[Задания]
1) Кто, согласно тексту о съезде писателей, был избран в президиум правления СП вместе с Эренбургом?
2) Выпишите фрагмент записей от строки, содержащей «Target: white flower arrangement», до конца записей включительно, переименовав «black» в «dark» и не меняя больше ничего.
:: Цитируемый текст ::
М. Ибрагимов ответил Овечкину тою же монетой: «видимо, кое–кто, в том числе небезызвестный Померанцев, преподнесли т. Овечкину слишком усиленную дозу хвалы, вызвали в нем некоторые симптомы самомнения». В. Овечкин, «которого Померанцев пробовал использовать в качестве оружия в своих руках, в качестве козыря в фальшивой игре, до сегодняшнего дня ничем и никак не определил свое отношение к статье Померанцева. Согласен ли т. Овечкин с Померанцевым в том, что он, Валентин Овечкин, является единственным искренним, правдивым писателем в Советском Союзе или он считает это утверждение ложью, клеветой на нашу прекрасную советскую литературу?»[103] Сторонники бывшего и нынешнего редакторов «Нового мира» напоминают друг другу об идейных прегрешениях.

Итог склоке подвел К. Федин: «у многих создалось впечатление, что мешающая работе Союза писателей к жизни литераторов групповщина превращена теперь в дубину, которой устрашающе размахивает даже выдающийся и общепризнанный русский советский писатель. После речи Шолохова мы будем бояться собираться в одной комнате больше двух писателей вместе. (Смех, аплодисменты). Будем бояться, что на съезде с нами начнут разговаривать таким языком, каким говорил Шолохов с Симоновым»[104].

Теперь уже Симонов сорвал аплодисменты своих сторонников, ответив маститому писателю: «Можно всю Жизнь работать, стремясь подняться до уровня Шолохова–художника, никогда в жизни не опускаясь при этом до уровня Шолохова–критика»[105].

Полемика на съезде показывает, что «партии» еще только формируются. Но это – только самая завязка истории. И все же раскритикованные «уклонисты» оставались уважаемыми советскими писателями. Эренбург и Панова были все равно избраны в президиум правления СП.

В принятой на съезде новой редакции Устава СП были сняты упоминания «исторической конкретности» и «воспитательной задачи» метода соцреализма, что было последствием критики объективизма с одной стороны и лакировки – с другой.

Но тяга писателей к реализму как к запретному плоду была велика. Твардовский говорил сотрудникам: «реализм не нуждается в эпитете. Если есть реализм социалистический, то может быть и капиталистический?»[106] Может. Но он – критический. Правда вопиет против капитализма. А против социализма?
:::
:: Приведённые записи ::
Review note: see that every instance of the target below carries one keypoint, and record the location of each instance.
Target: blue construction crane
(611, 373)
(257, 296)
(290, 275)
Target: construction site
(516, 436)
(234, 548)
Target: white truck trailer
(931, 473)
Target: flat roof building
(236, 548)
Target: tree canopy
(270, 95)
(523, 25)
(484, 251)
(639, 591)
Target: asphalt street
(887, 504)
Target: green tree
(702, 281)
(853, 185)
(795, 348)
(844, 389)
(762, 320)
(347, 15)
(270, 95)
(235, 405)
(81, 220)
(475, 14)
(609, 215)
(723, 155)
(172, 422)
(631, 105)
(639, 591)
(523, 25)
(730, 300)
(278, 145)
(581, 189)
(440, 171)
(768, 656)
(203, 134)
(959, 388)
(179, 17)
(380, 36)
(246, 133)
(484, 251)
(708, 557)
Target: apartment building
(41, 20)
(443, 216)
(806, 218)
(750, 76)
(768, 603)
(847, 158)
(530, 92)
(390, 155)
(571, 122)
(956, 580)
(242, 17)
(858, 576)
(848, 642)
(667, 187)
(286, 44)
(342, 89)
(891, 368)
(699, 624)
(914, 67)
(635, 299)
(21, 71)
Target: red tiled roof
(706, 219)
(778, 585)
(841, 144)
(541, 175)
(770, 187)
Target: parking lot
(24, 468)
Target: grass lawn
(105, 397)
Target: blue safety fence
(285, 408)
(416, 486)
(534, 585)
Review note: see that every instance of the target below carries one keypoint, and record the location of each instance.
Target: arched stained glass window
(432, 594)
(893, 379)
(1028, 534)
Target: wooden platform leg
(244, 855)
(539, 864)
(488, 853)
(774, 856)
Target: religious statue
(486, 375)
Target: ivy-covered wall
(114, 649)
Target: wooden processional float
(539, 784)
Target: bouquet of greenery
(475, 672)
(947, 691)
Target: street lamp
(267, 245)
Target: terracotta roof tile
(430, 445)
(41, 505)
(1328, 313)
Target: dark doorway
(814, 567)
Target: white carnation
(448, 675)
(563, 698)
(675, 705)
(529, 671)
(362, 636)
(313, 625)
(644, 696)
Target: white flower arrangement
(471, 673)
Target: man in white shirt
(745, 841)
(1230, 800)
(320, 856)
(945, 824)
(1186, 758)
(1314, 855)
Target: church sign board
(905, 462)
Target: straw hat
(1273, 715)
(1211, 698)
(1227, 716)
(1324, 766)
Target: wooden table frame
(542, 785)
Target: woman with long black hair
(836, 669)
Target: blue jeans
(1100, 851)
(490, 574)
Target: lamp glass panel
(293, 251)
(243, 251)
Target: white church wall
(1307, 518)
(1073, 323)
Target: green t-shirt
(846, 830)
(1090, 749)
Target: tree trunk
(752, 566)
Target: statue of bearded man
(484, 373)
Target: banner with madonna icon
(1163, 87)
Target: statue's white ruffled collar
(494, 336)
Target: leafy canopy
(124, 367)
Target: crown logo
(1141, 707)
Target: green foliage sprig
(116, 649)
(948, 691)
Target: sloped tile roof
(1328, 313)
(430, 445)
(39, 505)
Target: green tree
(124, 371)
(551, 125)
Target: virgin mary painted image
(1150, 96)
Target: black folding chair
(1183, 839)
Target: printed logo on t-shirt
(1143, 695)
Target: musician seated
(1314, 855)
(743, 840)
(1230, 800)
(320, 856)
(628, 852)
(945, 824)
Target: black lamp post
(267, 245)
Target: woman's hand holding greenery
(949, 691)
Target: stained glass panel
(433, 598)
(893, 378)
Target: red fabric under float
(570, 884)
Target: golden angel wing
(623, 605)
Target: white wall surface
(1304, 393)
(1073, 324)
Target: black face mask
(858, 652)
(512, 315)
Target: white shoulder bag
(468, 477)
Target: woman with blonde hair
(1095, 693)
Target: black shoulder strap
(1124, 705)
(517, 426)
:::
[Результаты упражнения]
1) Панова.

2)
Target: white flower arrangement
(471, 673)
Target: man in white shirt
(745, 841)
(1230, 800)
(320, 856)
(945, 824)
(1186, 758)
(1314, 855)
Target: church sign board
(905, 462)
Target: straw hat
(1273, 715)
(1211, 698)
(1227, 716)
(1324, 766)
Target: wooden table frame
(542, 785)
Target: woman with long dark hair
(836, 669)
Target: blue jeans
(1100, 851)
(490, 574)
Target: lamp glass panel
(293, 251)
(243, 251)
Target: white church wall
(1307, 518)
(1073, 323)
Target: green t-shirt
(846, 830)
(1090, 749)
Target: tree trunk
(752, 566)
Target: statue of bearded man
(484, 373)
Target: banner with madonna icon
(1163, 87)
Target: statue's white ruffled collar
(494, 336)
Target: leafy canopy
(124, 367)
Target: crown logo
(1141, 707)
Target: green foliage sprig
(116, 649)
(948, 691)
Target: sloped tile roof
(1328, 313)
(430, 445)
(39, 505)
Target: green tree
(124, 371)
(551, 125)
Target: virgin mary painted image
(1150, 96)
Target: dark folding chair
(1183, 839)
Target: printed logo on t-shirt
(1143, 695)
Target: musician seated
(1314, 855)
(743, 840)
(1230, 800)
(320, 856)
(628, 852)
(945, 824)
Target: dark lamp post
(267, 245)
Target: woman's hand holding greenery
(949, 691)
Target: stained glass panel
(433, 598)
(893, 378)
Target: red fabric under float
(570, 884)
Target: golden angel wing
(623, 605)
Target: white wall surface
(1304, 393)
(1073, 324)
Target: dark face mask
(858, 652)
(512, 315)
Target: white shoulder bag
(468, 477)
Target: woman with blonde hair
(1095, 693)
Target: dark shoulder strap
(1124, 705)
(517, 426)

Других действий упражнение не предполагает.